- Selected text -

╔══

We recognized expense related to our LTIP of approximately $10 million in the first quarter of 2006 under SFAS 123(R) and $2 million for the first quarter of 2005 under our previous accounting model. During the year ended December 31,2005, approximately 97,000 Awards under our LTIP vested. We paid cash of approximately $1 million in lieu of delivery of common units for approximately 25,000 of the phantom units and issued approximately 47,000 new common units (after netting for taxes of approximately $1 million) in connection with the vesting. In addition, we made DER related payments of approximately $1 million during 2005.

As of March 31, 2006, the weighted average contractual life of our outstanding Awards was approximately five years. Based on the March 31, 2006 fair value measurement, we expect to recognize an additional $62 million of expense over the life of our outstanding Awards related to the remaining unrecognized fair value. This estimate is based on the market price of our limited partner units at the end of the period and actual amounts may differ materially as a result of a change in market price. We estimate that the remaining fair value will be recognized in expense as shown below (in millions):

 

 

LTIP

 

 

 

Fair Value

 

Year

 

 

 

Amortization

 

2006

 

 

$

23.2

 

 

2007

 

 

17.6

 

 

2008

 

 

11.2

 

 

2009

 

 

7.6

 

 

2010

 

 

2.0

 

 

Total

 

 

$

61.6

 

 

 

Note 9—Derivative Instruments and Hedging Activities

We utilize various derivative instruments to (i) manage our exposure to commodity price risk, (ii) engage in a controlled trading program, (iii) manage our exposure to interest rate risk and (iv) manage our exposure to currency exchange rate risk. Our risk management policies and procedures are designed to monitor interest rates, currency exchange rates, NYMEX, International Petroleum Exchange (“IPE”) and over-the-counter positions, as well as physical volumes, grades, locations and delivery schedules to ensure that our hedging activities address our market risks. We formally document all relationships between hedging instruments and hedged items, as well as our risk management objectives and strategy for undertaking the hedge. We calculate hedge effectiveness on a quarterly basis. This process includes specific identification of the hedging instrument and the hedged transaction, the nature of the risk being hedged and how the hedging instrument’s effectiveness will be assessed. Both at the inception of the hedge and on an ongoing basis, we assess whether the derivatives that are used in hedging transactions are highly effective in offsetting changes in cash flows of the hedged items.

14




Summary of Financial Impact

The majority of our derivative activity is related to our commodity price risk hedging activities. Through these activities, we hedge our exposure to price fluctuations with respect to crude oil, LPG and natural gas in storage, as well as with respect to expected purchases, sales and transportation of these commodities. The derivative instruments we use consist primarily of futures and options contracts traded on the NYMEX, IPE and over-the-counter transactions, including commodity swap and option contracts entered into with financial institutions and other energy companies.

╚══

- Recorded data -
╔══

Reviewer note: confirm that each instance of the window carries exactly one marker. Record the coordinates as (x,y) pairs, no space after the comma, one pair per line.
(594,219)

╚══
╔══

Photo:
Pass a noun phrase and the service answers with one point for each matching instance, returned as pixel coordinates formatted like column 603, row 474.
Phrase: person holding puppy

╚══
╔══

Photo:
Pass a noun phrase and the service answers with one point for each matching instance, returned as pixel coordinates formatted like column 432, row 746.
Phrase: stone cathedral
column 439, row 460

╚══

- Aim of the exercise -
Please answer from the excerpt on LTIP expense and hedging: as of March 31, 2006, what was the weighted average contractual life of the outstanding Awards?

- Complete answer -
Approximately five years.